Exercises to complete:
a) In the article on contenders for the APC national chairmanship, which senatorial district does the lawmaker known as "Sani 313" represent?
b) Reproduce word for word the passage of the article on APC chairmanship contenders from "He cut his teeth" up to and including "his major flaw.".

He cut his teeth in party administration as the State Youth Leader of the defunct National Party of Nigeria (NPN) in the old Plateau State (comprising present-day Plateau and the Nasarawa States) in the Second Republic. Those were the days Chief Augustus Akinloye held sway as the national chairman of NPN, while Chief Adeniran Ogunsanya loomed large in the Nigeria Peoples Party (NPP) and Unity Party of Nigeria (UPN) revolved around the legend, Chief Obafemi Awolowo.
Besides, Al-Makura upped his experience in party administration as the State Secretary of the National Republican Convention (NRC) from 1990 to 1992 in the Third Republic. Whether the APC will be comfortable to have the EFCC countinually hound its next chairman is his major flaw.
A two-term governor of Benue State, Senator George Akume who is also the current Minister of Special Duties and Inter-Governmental Affairs is said to be on the radar of some of the APC governors to emerge as the third substantive national chairman of the party. A distinguished Senator, Akume is seen by his supporters as the most eligible aspirant to occupy the post of the national chairman of APC.
Akume, who has pointedly declared that his ambition to lead the state is not a do-or-die affair said, “I am qualified, having served at the state and federal level at different capacities, if given the opportunity I will bring my wealth of experiences to bear on my work”.
Senator Akume who acknowledged support he was getting from Nigerians said, “Many people have been talking to me about the issue of national chairman of the party and there are many groups and individuals who are already canvassing support for me and I believe that God’s time is always the best.”
A former minority leader of the Senate from June 2011 to June 2015 who recently opened a campaign office in Abuja to actualise his ambition Akume believes time has come for the party to benefit from his political experience. One of his supporters said: “Our leader has all it takes to lead the party. Having successfully governed a state for eight years, he was a Senator, where he was elected as Minority Leader because of the traits his colleagues saw in him and now a minister. This is the type of leader we need to bring his experience to bear in piloting the affairs of the party. The kind of national chairman we need now can unite the party, he must have grassroots appeal and command the respect of all members.”
THE 54-year old lawmaker representing the Niger East senatorial district in the upper chamber of the National Assembly is believed to have support of some strong forces in the party, especially a presidential aspirant that is already making waves across the country. Fondly called, “Sani 313” by his political admirers, the chairmanship hopeful represents the new political yearnings.
He may not have intimidating credential of a former governor or minister, a businessman turned politician, he stands out as one of the major contenders for the national chairmanship of the party.
Sani cut his teeth in politics through his late father, Alhaji Tanko Bawa Musa, Iyan Minna who was the chairman of Piakoro Local Government Area and from his elder brother, Abdullahi Musa, a former member House of Representatives between 1999 and 2003.
A first-timer and serving senator, Sani 313 launched himself into the murky waters of Nigerian politics in 2017. He contested for the PDP governorship ticket and lost. This forced him to return to his private business. By 2019, luck shined on him and was elected to the Senate to represent Niger East senatorial district on the platform of the APC.

Source excerpt:

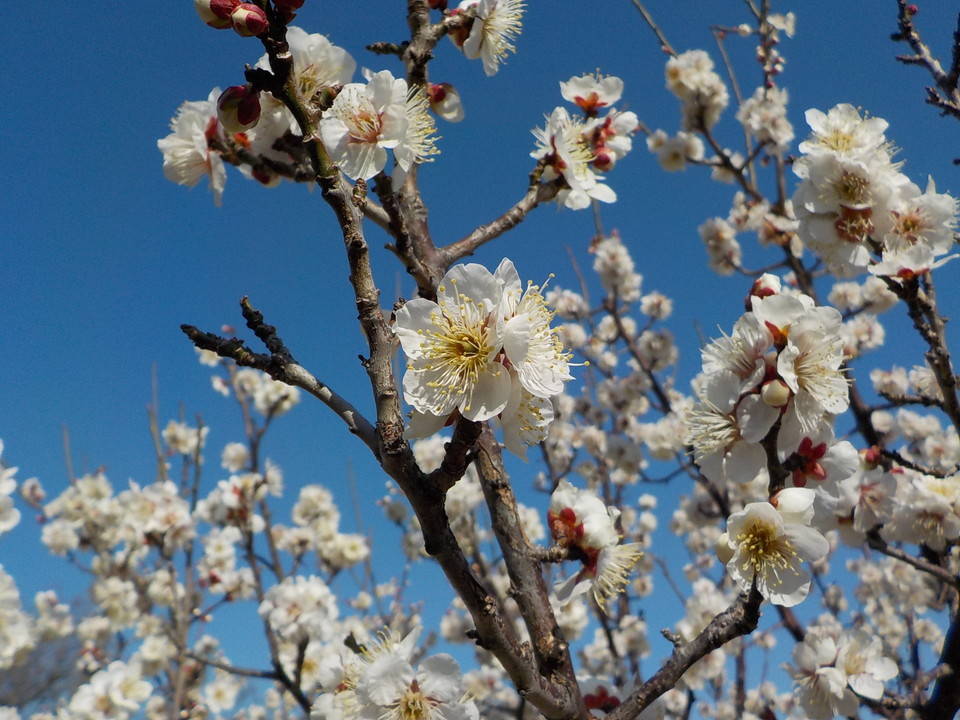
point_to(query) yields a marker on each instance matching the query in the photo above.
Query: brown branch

Solved tasks:
a) Niger East senatorial district.

b)
He cut his teeth in party administration as the State Youth Leader of the defunct National Party of Nigeria (NPN) in the old Plateau State (comprising present-day Plateau and the Nasarawa States) in the Second Republic. Those were the days Chief Augustus Akinloye held sway as the national chairman of NPN, while Chief Adeniran Ogunsanya loomed large in the Nigeria Peoples Party (NPP) and Unity Party of Nigeria (UPN) revolved around the legend, Chief Obafemi Awolowo.
Besides, Al-Makura upped his experience in party administration as the State Secretary of the National Republican Convention (NRC) from 1990 to 1992 in the Third Republic. Whether the APC will be comfortable to have the EFCC countinually hound its next chairman is his major flaw.